* 課題の進め方: 年功序列についての本文を、最後に示された口コミの後から書き進めなさい。

* 本文:
┌────────

勤続年数に応じて役職や賃金が上がる「年功序列制度」。これまで多くの企業で取り入れられてきた当たり前の制度だ。しかし、日本能率協会が2020年6月に発表した「新入社員意識調査の結果」では、年功序列よりも実力主義を望むという人が66.1%だった。
働き方改革や新型コロナウイルスの影響で、働き方に対する考え方が大きく変わりつつあるが、企業の年功序列制度はどのように受け止められているのだろうか。今回は企業口コミサイト「キャリコネ」に寄せられた「年功序列」に関する口コミを紹介する。(文:コティマム)
年功序列=形骸化した評価制度?
「給料に関しては年功序列。居れば居るだけ増える。しかしステップアップするには試験に受からなければならない」(MR/20代前半/女性/正社員/年収300万円)

└────────

* 出典資料:
┌────────

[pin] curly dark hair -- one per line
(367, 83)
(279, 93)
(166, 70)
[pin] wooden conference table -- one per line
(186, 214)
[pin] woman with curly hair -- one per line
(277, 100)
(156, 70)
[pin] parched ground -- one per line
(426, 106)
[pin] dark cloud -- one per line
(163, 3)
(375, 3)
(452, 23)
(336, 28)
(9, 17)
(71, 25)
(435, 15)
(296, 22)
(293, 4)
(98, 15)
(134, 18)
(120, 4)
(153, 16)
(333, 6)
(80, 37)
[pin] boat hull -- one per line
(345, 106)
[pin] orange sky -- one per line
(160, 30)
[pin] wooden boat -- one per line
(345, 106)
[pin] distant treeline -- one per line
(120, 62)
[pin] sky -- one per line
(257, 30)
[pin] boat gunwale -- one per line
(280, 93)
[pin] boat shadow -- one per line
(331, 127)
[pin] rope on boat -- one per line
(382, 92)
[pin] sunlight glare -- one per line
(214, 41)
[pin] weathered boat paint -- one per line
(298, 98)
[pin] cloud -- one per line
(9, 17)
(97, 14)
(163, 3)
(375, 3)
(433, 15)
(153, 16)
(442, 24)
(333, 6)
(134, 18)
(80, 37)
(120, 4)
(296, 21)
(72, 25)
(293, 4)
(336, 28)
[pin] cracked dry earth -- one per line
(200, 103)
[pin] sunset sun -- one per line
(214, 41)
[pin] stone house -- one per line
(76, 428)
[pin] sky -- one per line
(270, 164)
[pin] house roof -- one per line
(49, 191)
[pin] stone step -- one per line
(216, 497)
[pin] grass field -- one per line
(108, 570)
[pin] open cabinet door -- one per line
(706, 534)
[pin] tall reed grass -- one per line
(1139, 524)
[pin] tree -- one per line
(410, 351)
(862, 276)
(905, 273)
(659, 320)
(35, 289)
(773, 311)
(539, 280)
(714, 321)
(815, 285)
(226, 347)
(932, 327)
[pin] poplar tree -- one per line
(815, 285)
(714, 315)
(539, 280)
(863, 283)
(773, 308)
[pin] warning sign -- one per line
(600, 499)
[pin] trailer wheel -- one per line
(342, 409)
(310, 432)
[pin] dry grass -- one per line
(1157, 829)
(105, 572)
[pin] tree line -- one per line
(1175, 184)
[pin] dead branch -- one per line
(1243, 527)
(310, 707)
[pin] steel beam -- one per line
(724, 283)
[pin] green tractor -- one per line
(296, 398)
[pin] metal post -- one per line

└────────

* 課題への解答:
「出世については在籍期間の長さによる年功序列なところがあります。特にすごい業績を上げていない方でも、長く在籍していると評価されます」(Web関連職/30代前半/女性/派遣社員/年収300万円)
「年功序列制。人事評価制度がないため実績などで客観的に評価されることはない。名ばかりの役職は付くが、機能していない場合も多々ある。人の入れ替わりが多いので、自分が辞めなければ自ずとポジションは上がる」(総務/30代前半/女性/正社員/年収280万円)
年功序列制度を取り入れているという口コミは多く見られた。昇進するには試験に合格する必要がある企業もあるが、なかには在籍しているだけで自動的に上がっていくというパターンも。特に成果をあげなくても給料が上がるので、「ラッキー」と感じる人もいるだろう。しかし、努力しているのに実績や実力を評価されない人は悔しさを抱くかもしれない。
技術関連職の20代男性(正社員/年収540万円)は、年功序列制度に苛立ちを覚えるひとり。男性は東京大学大学院の修士卒。会社の評価制度に不満を感じている。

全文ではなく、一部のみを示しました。